#### [What is expected]
Return, unchanged, the lines from the rows below, starting at the line containing "object_query = long black hair" and ending after the line containing "left=304, top=79, right=465, bottom=295".

#### [Supplied material]
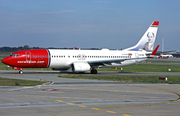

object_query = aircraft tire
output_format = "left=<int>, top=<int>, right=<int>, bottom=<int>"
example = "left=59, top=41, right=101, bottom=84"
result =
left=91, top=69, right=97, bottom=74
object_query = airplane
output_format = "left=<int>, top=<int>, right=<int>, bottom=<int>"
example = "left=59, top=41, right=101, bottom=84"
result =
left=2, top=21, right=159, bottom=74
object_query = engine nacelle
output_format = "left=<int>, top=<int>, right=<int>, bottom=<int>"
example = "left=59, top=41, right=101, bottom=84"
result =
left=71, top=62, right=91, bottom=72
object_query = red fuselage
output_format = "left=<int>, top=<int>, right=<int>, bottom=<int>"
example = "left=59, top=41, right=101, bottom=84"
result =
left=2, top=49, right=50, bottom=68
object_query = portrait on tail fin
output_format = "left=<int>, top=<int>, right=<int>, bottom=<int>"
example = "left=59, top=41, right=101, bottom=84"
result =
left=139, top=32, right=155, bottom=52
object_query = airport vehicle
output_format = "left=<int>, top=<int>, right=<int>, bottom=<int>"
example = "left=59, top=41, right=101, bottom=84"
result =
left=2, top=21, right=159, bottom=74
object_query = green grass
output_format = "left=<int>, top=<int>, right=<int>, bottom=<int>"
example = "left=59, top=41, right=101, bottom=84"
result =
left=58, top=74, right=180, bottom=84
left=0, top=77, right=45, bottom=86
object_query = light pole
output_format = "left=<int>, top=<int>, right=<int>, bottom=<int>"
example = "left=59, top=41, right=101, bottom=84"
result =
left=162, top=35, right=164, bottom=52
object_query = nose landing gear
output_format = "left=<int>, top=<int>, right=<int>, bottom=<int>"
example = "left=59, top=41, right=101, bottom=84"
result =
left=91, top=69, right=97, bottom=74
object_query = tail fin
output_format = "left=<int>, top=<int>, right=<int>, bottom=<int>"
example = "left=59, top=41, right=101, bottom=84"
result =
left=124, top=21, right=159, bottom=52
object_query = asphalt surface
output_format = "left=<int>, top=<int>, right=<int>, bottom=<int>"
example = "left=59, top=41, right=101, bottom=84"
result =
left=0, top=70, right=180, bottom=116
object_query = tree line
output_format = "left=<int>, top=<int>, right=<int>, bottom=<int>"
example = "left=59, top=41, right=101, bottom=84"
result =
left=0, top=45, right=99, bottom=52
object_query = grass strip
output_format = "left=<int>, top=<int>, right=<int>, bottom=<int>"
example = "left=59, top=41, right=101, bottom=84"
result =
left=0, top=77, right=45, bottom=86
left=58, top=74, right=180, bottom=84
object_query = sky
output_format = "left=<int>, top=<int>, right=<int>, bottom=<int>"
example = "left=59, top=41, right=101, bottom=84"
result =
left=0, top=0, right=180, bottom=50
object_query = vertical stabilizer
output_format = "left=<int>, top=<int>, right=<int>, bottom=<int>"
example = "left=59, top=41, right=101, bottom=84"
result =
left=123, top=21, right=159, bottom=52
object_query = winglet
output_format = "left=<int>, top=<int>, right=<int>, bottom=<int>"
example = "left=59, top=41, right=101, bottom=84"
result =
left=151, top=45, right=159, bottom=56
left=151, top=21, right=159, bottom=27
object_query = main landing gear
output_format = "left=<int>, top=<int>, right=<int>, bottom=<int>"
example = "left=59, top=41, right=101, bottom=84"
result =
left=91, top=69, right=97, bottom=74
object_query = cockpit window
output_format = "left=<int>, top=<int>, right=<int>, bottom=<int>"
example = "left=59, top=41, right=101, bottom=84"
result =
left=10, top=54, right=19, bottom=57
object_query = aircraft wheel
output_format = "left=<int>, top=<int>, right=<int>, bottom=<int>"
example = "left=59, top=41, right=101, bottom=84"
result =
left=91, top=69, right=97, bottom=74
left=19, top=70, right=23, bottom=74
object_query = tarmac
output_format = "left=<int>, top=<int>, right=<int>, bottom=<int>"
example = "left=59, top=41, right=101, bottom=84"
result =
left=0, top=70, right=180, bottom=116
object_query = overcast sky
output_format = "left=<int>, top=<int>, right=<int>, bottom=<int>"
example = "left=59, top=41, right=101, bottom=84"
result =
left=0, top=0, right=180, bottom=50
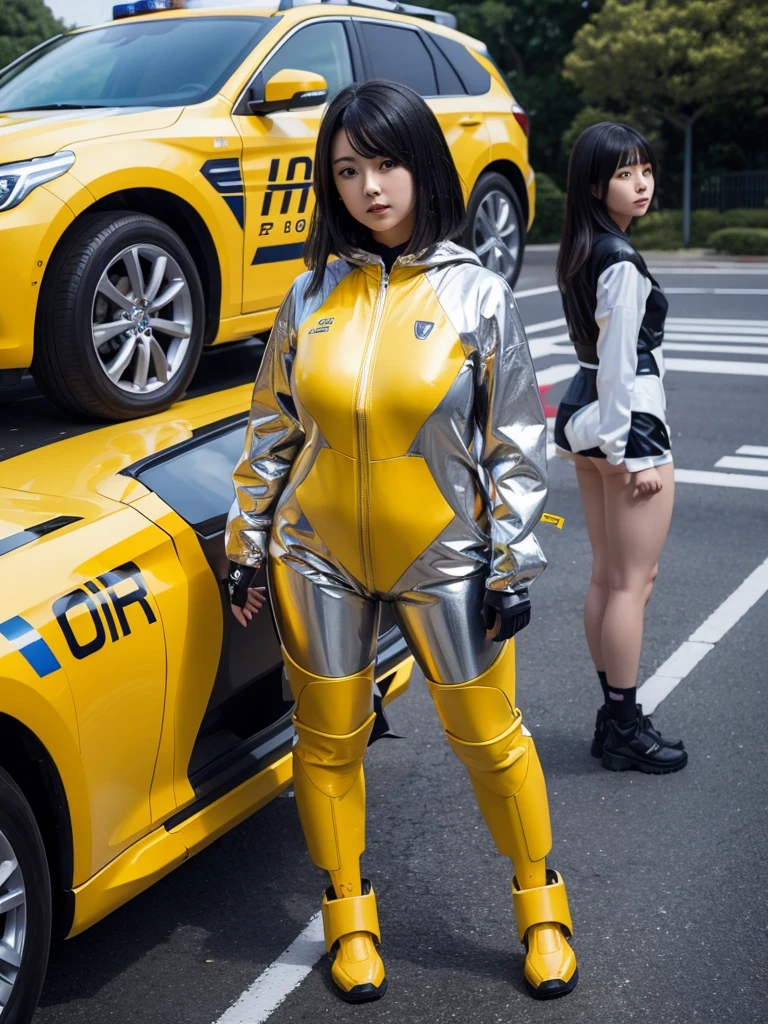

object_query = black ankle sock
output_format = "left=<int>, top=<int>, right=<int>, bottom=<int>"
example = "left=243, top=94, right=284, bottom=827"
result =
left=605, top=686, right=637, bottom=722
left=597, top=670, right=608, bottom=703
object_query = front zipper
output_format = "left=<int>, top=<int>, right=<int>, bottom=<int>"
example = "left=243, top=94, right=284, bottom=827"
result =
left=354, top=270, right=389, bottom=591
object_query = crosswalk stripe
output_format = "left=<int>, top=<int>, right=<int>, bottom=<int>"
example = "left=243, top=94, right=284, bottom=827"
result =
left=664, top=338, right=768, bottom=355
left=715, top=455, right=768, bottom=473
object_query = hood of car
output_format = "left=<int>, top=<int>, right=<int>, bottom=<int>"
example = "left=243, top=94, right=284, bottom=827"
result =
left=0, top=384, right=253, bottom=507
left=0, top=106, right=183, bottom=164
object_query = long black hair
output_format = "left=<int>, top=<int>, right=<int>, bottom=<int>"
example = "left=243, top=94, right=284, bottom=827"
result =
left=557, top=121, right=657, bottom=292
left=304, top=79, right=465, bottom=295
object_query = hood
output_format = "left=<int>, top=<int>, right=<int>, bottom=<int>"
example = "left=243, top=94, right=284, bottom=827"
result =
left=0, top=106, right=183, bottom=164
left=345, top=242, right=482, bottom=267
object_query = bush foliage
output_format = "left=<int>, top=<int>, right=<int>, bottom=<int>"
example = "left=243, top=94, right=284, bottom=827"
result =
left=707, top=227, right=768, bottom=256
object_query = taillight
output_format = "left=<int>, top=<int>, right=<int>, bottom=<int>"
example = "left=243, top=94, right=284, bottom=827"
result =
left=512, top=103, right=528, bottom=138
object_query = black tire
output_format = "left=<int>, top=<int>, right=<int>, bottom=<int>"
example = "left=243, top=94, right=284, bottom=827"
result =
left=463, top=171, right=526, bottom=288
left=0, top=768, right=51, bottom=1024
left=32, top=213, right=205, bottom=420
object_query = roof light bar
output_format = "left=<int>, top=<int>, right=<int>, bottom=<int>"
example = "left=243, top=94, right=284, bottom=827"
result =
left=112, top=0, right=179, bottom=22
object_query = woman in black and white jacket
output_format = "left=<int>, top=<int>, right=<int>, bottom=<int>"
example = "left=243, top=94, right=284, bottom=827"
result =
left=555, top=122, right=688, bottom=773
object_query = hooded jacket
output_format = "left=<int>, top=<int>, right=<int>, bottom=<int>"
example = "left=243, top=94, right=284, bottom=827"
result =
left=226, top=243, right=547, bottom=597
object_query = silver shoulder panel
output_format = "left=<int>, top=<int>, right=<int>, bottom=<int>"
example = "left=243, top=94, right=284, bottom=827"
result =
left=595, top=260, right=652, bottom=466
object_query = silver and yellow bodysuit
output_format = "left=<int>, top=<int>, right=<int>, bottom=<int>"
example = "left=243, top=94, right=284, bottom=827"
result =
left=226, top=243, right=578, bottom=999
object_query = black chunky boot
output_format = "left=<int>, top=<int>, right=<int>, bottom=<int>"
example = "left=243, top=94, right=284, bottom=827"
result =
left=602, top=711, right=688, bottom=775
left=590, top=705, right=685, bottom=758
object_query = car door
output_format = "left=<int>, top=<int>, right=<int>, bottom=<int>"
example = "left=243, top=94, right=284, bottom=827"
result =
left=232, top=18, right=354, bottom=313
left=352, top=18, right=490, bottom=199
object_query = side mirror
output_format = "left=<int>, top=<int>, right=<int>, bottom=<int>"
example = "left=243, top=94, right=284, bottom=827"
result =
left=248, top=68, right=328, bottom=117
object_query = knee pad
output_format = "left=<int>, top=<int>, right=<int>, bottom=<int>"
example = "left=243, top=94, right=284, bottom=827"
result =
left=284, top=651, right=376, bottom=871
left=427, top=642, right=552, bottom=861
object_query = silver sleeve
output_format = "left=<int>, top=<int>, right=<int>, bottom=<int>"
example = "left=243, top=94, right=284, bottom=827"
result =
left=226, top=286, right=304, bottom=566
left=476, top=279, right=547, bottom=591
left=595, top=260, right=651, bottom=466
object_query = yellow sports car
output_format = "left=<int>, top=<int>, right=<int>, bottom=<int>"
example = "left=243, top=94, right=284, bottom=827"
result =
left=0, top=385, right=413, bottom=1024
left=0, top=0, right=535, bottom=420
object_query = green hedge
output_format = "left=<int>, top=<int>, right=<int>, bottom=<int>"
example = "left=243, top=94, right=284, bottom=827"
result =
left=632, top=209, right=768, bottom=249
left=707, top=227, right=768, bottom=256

#### [Solution for this task]
object_query = long black hair
output_format = "left=<int>, top=<int>, right=<int>, bottom=<int>"
example = "left=243, top=94, right=284, bottom=827"
result =
left=557, top=121, right=657, bottom=292
left=304, top=79, right=465, bottom=295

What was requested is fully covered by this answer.